Among the entries below, please show each line that carries the word "white".

WORKING DATA Block Start

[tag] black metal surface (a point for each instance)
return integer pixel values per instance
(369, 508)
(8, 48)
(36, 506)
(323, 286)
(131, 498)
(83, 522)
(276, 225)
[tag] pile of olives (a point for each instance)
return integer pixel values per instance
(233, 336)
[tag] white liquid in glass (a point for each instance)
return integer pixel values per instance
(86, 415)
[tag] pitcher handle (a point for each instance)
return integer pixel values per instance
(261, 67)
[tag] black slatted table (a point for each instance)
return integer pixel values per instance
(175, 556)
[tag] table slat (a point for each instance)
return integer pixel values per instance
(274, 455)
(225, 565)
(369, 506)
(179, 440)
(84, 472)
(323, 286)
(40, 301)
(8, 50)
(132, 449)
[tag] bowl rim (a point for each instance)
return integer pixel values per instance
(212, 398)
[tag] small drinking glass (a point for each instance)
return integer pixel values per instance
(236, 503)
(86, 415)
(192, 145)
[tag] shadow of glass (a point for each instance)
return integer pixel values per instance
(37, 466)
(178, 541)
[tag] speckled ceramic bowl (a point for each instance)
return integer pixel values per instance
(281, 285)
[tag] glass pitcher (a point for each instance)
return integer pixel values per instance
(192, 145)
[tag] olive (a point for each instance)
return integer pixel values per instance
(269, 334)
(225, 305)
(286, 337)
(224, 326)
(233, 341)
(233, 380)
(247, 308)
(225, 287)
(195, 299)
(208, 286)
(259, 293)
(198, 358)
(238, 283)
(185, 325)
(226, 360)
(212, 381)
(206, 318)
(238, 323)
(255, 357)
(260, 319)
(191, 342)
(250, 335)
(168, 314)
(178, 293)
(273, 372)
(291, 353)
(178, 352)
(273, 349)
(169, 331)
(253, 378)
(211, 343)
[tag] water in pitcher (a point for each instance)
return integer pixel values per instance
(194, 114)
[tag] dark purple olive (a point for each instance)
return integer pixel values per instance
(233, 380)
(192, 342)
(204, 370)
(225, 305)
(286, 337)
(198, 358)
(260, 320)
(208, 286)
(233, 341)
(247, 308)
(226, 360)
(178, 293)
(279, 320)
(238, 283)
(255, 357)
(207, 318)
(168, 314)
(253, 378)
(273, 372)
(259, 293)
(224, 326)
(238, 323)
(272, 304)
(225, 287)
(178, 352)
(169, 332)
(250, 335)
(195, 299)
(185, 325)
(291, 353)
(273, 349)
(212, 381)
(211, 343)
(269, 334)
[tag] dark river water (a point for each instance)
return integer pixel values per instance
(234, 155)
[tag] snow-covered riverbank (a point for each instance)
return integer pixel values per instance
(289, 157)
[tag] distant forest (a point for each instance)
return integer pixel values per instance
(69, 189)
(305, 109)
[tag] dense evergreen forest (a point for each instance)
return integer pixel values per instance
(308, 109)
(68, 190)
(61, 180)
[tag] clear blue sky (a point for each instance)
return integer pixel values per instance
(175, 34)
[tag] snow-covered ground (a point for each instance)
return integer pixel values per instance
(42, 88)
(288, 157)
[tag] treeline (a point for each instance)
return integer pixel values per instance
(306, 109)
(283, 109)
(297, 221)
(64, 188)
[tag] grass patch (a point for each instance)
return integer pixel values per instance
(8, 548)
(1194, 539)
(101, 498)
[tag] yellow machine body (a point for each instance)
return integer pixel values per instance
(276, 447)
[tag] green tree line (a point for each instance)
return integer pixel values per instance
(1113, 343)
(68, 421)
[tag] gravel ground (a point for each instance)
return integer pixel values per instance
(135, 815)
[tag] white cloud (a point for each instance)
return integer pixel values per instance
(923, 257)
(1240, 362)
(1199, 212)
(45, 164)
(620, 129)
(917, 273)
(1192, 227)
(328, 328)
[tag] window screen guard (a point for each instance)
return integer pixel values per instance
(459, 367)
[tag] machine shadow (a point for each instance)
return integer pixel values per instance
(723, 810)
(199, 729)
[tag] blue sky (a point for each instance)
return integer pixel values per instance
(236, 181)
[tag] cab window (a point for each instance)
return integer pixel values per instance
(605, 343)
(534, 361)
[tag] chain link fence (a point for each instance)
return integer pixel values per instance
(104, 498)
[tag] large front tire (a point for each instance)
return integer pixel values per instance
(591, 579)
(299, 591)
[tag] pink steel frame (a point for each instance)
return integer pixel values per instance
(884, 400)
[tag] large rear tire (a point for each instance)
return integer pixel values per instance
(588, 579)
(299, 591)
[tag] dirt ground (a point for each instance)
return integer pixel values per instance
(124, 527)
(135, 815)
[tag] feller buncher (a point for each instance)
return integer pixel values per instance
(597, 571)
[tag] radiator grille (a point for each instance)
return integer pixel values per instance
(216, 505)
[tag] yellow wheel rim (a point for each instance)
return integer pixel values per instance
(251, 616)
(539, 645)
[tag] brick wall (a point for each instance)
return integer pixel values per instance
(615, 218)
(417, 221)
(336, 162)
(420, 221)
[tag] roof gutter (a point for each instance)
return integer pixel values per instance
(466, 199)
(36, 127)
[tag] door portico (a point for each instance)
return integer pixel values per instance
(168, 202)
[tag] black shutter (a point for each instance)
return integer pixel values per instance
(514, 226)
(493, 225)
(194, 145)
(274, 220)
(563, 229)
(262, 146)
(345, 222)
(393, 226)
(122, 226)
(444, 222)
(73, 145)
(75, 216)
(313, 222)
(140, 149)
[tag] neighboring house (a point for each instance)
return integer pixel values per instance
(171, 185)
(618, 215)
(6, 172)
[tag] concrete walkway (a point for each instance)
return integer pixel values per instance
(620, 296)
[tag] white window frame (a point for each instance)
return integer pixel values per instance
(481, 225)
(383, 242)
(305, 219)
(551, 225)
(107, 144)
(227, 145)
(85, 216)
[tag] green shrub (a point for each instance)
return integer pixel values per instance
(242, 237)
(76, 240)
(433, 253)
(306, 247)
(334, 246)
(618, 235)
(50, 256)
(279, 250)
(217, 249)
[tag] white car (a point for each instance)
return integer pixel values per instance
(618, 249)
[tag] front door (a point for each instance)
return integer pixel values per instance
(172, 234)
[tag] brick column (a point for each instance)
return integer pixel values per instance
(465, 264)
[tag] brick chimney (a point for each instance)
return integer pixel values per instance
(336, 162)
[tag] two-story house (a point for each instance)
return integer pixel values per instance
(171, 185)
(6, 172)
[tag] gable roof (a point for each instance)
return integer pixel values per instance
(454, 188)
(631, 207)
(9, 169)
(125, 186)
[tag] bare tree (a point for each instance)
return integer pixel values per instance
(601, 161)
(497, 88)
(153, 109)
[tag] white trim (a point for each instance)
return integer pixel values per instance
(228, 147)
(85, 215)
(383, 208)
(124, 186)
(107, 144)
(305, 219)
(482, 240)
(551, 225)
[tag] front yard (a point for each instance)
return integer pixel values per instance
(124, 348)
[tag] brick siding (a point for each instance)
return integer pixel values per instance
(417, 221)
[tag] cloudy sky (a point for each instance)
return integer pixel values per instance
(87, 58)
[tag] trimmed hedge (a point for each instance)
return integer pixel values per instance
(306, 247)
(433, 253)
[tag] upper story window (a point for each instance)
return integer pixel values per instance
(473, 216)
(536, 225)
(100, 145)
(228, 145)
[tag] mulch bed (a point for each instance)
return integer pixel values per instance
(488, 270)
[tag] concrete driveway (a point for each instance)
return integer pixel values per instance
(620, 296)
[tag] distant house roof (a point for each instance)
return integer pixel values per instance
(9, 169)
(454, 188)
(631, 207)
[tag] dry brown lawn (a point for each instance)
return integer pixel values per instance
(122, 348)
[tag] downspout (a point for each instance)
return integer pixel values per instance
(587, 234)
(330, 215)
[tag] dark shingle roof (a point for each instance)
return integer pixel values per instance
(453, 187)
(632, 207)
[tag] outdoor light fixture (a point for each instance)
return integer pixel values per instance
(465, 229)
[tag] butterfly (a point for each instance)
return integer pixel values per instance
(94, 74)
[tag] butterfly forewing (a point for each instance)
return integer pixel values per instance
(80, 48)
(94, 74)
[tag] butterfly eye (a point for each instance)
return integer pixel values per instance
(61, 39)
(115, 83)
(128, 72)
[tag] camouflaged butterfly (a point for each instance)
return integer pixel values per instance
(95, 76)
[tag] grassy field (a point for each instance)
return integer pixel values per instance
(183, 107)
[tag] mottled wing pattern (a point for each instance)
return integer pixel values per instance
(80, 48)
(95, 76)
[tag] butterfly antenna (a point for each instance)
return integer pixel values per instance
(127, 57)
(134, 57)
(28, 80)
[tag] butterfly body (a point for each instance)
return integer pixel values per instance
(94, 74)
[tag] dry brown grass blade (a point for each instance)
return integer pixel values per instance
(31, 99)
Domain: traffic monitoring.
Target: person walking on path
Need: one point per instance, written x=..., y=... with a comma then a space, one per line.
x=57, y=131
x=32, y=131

WORKING DATA Block End

◆ **ANSWER BOX**:
[tag] white liquid in glass (a point for each instance)
[tag] white cloud (a point for each instance)
[tag] white window frame (a point for each instance)
[tag] white car (a point for each instance)
[tag] white trim (a point for each instance)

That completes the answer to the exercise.